* **Page extract**:

** BEGIN **

# disposing of old insulation



## dfowler (Jan 15, 2014)

We recently moved to a house in the country and the previous owners
have an entire shed full of trash bags filled with a gray dusty type of insulation. I believe the old guys intent was to put it on the garden
but I am not sure if this is a good idea or not. I would like to know 
a good safe and free way to get rid of it.


----------



## Windows on Wash (Aug 30, 2011)

Throw it out.

Unless you know whats in it...dispose of it. 

How much are we talking about? How many bags? 

I would just take it to the landfill or leave it for curbside pick up if they will do it.


----------



## mikegp (Jul 17, 2011)

You could just put out a couple of bags every trash collection day if you don't want to make a big deal out of it.


----------



## Anti-wingnut (Oct 18, 2009)

Make sure you know what it is. Throwing away asbestos or vermiculite could endanger others and end up with the courts selling your house


----------



## dfowler (Jan 15, 2014)

Thanks all! I'd say we got 75 bags of the stuff.

** END **

* **Data extract**:

** BEGIN **

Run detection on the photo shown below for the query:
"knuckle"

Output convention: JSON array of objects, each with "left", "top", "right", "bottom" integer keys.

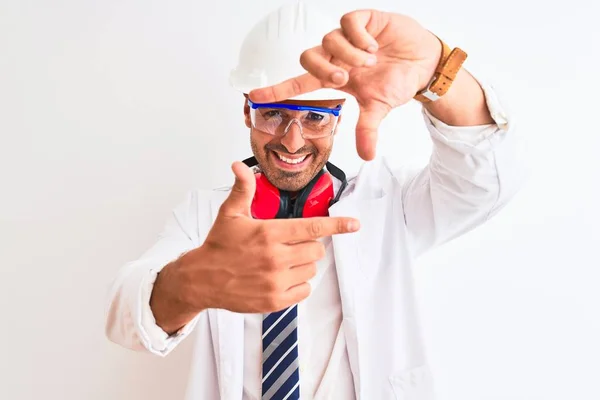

** END **

* **What to work on**: In the forum thread on disposing of old insulation, how many bags of insulation does dfowler say they have? The data has no role in this exercise.

* **Completed exercise**: About 75 bags.